Is there a minimum number of Pamelas to be sustainable?


----------



## delber

I have to confess that I didn't read all of the posts on page 2, but I have to ask a question. The desire to keep 5 hives. . . Please define this. Is that simply as stated 5 total hives, 5 production hives, or the space of 5 hives? You can put 3 nucs in a 10 frame deep with dividers in it. I started 2 this year as 2 frame deeps and they are going great now. (Well truth be told I started 3 but the third didn't turn out) There is GREAT value in my opinion to having nucs. In having the numbers. In my mind I'd consider 2 things. . . First off if the answer is the number of 5 hives, then to accomplish this you will need to catch swarms, or split, or buy once you have a deadout. (you will have them sometime) What I think would be better would be to keep 3 hives as production hives and have 4 or more nucs. Nucs expand well, but not super fast in my experience. My 2 frame nucs were in there for about a month before I gave them their third frame. Then about 2 weeks after that I inserted a drawn frame inbetween the others. (This was a Beautiful frame when it was all capped!!! Solid capped worker brood on a deep frame from top to bottom.) 

So bottom line for me I'd consider keeping 2-4 hives for production and 3-4 nucs. (minimum of 5 deep frames total. 6-8 frames would be better, or you can use 8 or 10 frame deeps and keep them on top of each other to use less space, but it does make it a bit of a pain to inspect)


----------



## MeriB

perhaps pamelas desire to hold the line at 5 hives is due to 1. A life/job, 2. a lack of space , 3.the inability to purchase more equipment or perhaps a desire to get more frames of comb to take better advantage of her flows. Ir was a very simple question. There was no information to draw any conclusions about her desire or ability to be intimate with her bees.

(Records from a data source)
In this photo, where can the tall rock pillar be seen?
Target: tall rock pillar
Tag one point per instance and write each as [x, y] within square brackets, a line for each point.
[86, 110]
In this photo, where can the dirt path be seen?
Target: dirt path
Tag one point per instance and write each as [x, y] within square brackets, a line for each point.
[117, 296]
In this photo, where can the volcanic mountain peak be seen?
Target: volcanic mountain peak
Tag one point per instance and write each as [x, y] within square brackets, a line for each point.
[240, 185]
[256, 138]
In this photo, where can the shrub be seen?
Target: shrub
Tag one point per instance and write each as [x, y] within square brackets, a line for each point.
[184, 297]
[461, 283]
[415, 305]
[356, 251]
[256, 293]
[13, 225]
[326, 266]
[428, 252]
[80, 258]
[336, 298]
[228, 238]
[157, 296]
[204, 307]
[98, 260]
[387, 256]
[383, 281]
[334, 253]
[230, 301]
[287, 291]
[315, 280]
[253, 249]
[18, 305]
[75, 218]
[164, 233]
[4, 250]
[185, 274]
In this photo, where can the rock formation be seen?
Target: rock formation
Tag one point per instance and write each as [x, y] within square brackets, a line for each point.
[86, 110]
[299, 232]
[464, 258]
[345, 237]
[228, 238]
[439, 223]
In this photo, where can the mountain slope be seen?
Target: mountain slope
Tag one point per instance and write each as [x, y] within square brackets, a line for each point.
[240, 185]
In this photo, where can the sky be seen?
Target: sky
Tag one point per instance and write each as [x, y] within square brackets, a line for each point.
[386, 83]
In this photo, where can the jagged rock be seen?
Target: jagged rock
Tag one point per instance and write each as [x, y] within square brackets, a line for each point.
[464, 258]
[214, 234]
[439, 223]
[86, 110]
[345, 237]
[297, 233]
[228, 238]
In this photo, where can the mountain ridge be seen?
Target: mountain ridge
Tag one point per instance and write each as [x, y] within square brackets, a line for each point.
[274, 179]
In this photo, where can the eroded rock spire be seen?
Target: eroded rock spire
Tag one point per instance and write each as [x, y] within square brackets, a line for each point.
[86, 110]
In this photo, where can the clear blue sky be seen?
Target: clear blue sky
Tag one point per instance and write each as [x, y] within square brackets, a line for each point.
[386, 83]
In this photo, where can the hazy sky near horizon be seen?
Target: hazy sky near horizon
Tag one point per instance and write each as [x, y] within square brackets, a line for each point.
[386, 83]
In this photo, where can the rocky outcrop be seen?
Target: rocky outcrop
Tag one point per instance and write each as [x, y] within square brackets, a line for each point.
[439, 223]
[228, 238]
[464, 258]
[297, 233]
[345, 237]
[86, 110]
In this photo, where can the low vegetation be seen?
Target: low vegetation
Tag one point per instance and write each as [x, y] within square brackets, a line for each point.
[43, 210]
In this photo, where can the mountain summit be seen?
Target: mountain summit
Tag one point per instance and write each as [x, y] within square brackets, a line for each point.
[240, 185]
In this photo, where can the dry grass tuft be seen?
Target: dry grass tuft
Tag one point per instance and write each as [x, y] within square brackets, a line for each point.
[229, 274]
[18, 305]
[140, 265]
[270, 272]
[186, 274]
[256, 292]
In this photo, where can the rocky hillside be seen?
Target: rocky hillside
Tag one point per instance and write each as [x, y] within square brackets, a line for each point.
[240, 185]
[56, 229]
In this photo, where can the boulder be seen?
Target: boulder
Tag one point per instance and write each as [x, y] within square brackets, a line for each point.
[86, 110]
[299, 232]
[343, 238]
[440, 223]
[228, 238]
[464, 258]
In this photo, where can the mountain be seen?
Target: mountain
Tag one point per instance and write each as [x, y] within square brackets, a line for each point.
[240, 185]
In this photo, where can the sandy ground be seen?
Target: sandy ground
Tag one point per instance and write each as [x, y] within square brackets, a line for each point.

LIST OF TASKS:
(a) Please copy the beekeeping thread between "perhaps pamelas desire" and "with her bees.", inclusive, replacing "equipment" with "gear".
(b) In the beekeeping thread, how long were delber's 2 frame nucs in before getting their third frame?
(c) Decide whether each statement agrees with the beekeeping thread, answering yes or no and quoting the deciding words: (i) All three nucs delber started this year turned out. (ii) delber says 3 nucs can fit in a 10 frame deep with dividers. (iii) MeriB names a lack of space as one possible reason.

SOLVED TASKS:
(a)
perhaps pamelas desire to hold the line at 5 hives is due to 1. A life/job, 2. a lack of space , 3.the inability to purchase more gear or perhaps a desire to get more frames of comb to take better advantage of her flows. Ir was a very simple question. There was no information to draw any conclusions about her desire or ability to be intimate with her bees.

(b) About a month.

(c)
(i) No: "I started 3 but the third didn't turn out"
(ii) Yes: "You can put 3 nucs in a 10 frame deep with dividers in it."
(iii) Yes: "2. a lack of space"